Test : Nanatsu Kaze no Shima Monogatari (Saturn)

Dans la quantité malheureusement énorme de jeux Saturn restés exclusif au Japon, on trouve un peu de tout, notamment beaucoup de titres difficilement accessibles sans une bonne compréhension de la langue.
Nanatsu Kaze no Shima Monogatari d'Enix en est le parfait exemple ; ce n'est pas forcément un drame lorsqu'on a à faire à un jeu moyen voire médiocre, mais lorsqu'il s'agit d'un titre de son calibre c'est une toute autre histoire...

Un dragon qui crache ses poumons

Bienvenue dans le Conte de l'Île aux Sept Vents (traduction du titre), on y incarne une sorte de petit dragon vert grassouillet pas vraiment doué au sprint : Garp.
Il n'a pas trop la tête d'un héros de jeu vidéo, il semble plus sortir d'un livre d'images, et ça tombe bien puisque c'est un peu le concept.
Né sous la plume de Keita Amemiya qui est à la fois réalisateur et illustrateur de renom, le monde qu'il nous a concocté est visuellement très riche et original.
Ce monsieur a travaillé sur énormément d'œuvres diverses dont Garo, Ultraman, Onimusha, Genji ou encore Dororo, bref, ce n'est pas le premier venu.
Sur son site officiel il est possible d'y apprécier son travail, je vous laisse le lien ici-même vous conduisant directement sur les illustrations de Nanatsu Kaze no Shima Monogatari, mais cela ne doit pas vous empêcher de jeter un 'œil sur ses autres travaux.

Éclosion d'une œuvre

Une île minuscule dans le ciel, avec pour seul présence un cocon.
C'est le moment de naître, non, renaître pour être exact, et ce, en sortant tant bien que mal de cet espace exigu dans lequel on a passé un temps dont on a aucune notion.
Il n'y a rien sur ce minuscule point dans le ciel mis à part nous, tout au plus une plume noire... tiens mais pourquoi me fait-elle ressentir tant de nostalgie ? Pourquoi ai-je l'impression d'avoir un lien avec elle ?
Je n'ai même pas le temps de fouiller dans mes souvenirs, qu'une terrible rafale de vent d'un noir inquiétant me fait rouler bouler m'entraînant dans une chute de plusieurs dizaines de mètres.
Elle prend fin sur un terrain qui me laisse enfin de quoi me dégourdir mes jambes potelées.
J'ai beau sortir d'un cocon, je suis déjà bien rondouillard, pas vraiment charismatique, je peux me vanter d'être unique et attachant.
Une graine tombe du ciel, je la plante dans un endroit débordant de verdure, et une maison en forme d'arbre sort du sol comme par magie, ça tombe bien, ce monde en regorge.

Jetons un 'œil à notre petit nid. Ce n'est pas des plus spacieux mais très mignon et déjà meublé.
Une belle étagère malheureusement vide, je me demande bien à quoi elle va me servir ?
Oh et cette chaise ? Elle épouse parfaitement mes formes, idéal pour faire une petite sieste si je venais à avoir besoin de me poser pour ensuite reprendre mon aventure d'ici.
La magie est même dans mon salon dis-donc, un énorme livre flotte au-dessus de la table basse.

*****

● **Les tâches**:
1) Modifiez le passage du test compris entre « Dans la quantité » et « toute autre histoire... », inclus, en remplaçant « le parfait exemple » par « une illustration typique ».
2) Pour chacune des affirmations suivantes, indiquez par oui ou par non si elle concorde avec le test, en citant les mots qui le montrent.
(a) Le personnage incarné, Garp, est un petit dragon vert.
(b) Keita Amemiya est présenté uniquement comme illustrateur.
(c) L'étagère de la maison est remplie de livres.
Les données n'ont aucun rôle dans ce travail.

Enregistrements d'annotation de segmentation
*****

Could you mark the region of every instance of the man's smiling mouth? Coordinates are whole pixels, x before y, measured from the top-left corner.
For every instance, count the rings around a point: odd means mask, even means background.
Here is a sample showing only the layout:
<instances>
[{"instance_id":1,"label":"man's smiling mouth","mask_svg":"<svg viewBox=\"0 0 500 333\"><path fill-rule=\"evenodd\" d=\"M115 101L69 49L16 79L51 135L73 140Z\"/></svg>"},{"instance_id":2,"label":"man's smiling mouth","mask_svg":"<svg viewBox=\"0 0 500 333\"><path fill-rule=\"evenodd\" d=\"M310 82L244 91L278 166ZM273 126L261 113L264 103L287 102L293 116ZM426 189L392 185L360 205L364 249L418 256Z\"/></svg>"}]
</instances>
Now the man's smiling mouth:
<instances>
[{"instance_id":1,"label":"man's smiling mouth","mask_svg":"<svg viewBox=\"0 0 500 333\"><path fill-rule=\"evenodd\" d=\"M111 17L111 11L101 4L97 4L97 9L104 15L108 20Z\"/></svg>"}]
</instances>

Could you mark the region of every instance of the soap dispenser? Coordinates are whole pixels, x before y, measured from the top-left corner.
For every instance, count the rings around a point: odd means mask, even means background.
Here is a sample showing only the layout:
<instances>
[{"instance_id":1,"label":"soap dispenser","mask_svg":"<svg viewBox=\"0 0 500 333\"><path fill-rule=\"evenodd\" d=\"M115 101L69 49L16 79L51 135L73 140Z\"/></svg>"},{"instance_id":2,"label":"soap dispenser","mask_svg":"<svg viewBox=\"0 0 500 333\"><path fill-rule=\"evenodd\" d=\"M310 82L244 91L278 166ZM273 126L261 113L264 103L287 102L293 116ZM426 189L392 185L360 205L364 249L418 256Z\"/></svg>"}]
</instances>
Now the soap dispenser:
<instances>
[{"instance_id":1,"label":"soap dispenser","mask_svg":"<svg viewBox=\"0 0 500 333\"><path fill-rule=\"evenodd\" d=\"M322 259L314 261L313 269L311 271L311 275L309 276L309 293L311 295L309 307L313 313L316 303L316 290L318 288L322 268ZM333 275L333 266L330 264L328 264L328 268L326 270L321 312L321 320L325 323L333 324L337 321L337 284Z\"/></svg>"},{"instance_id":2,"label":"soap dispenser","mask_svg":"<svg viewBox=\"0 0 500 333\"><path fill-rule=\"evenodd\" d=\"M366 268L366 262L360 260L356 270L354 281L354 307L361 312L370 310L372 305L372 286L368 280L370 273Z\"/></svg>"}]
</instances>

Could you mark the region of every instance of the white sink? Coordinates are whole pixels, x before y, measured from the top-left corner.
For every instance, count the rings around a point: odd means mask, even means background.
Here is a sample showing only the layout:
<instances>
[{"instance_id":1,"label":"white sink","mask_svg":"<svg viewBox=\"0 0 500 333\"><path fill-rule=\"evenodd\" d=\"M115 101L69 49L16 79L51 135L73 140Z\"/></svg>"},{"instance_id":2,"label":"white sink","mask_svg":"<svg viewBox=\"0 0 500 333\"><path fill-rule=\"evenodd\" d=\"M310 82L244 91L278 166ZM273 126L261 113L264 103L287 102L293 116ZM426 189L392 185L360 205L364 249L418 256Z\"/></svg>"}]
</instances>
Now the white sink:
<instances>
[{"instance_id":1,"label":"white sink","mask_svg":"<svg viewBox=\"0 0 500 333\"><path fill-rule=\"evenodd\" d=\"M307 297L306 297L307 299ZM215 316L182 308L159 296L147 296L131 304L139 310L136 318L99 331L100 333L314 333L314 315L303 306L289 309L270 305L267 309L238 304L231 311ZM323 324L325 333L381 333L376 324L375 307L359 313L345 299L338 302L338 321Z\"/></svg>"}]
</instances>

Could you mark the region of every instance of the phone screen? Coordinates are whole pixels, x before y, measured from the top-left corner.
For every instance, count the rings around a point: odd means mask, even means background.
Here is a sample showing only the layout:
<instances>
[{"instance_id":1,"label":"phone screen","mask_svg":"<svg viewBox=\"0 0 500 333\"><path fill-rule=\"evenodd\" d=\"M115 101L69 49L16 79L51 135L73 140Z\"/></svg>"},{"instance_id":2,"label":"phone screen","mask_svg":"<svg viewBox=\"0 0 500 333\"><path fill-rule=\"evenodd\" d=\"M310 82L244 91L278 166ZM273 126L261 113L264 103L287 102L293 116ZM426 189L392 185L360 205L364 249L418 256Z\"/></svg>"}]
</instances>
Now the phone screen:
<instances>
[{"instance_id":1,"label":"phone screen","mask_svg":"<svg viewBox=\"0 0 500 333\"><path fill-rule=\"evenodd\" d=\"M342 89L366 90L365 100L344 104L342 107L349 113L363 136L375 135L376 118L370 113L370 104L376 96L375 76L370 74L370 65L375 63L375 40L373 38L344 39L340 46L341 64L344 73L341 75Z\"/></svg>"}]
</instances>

*****

● **Réponses aux exercices**:
1)
Dans la quantité malheureusement énorme de jeux Saturn restés exclusif au Japon, on trouve un peu de tout, notamment beaucoup de titres difficilement accessibles sans une bonne compréhension de la langue.
Nanatsu Kaze no Shima Monogatari d'Enix en est une illustration typique ; ce n'est pas forcément un drame lorsqu'on a à faire à un jeu moyen voire médiocre, mais lorsqu'il s'agit d'un titre de son calibre c'est une toute autre histoire...

2)
(a) Oui : « on y incarne une sorte de petit dragon vert grassouillet pas vraiment doué au sprint : Garp ».
(b) Non : « qui est à la fois réalisateur et illustrateur de renom ».
(c) Non : « Une belle étagère malheureusement vide ».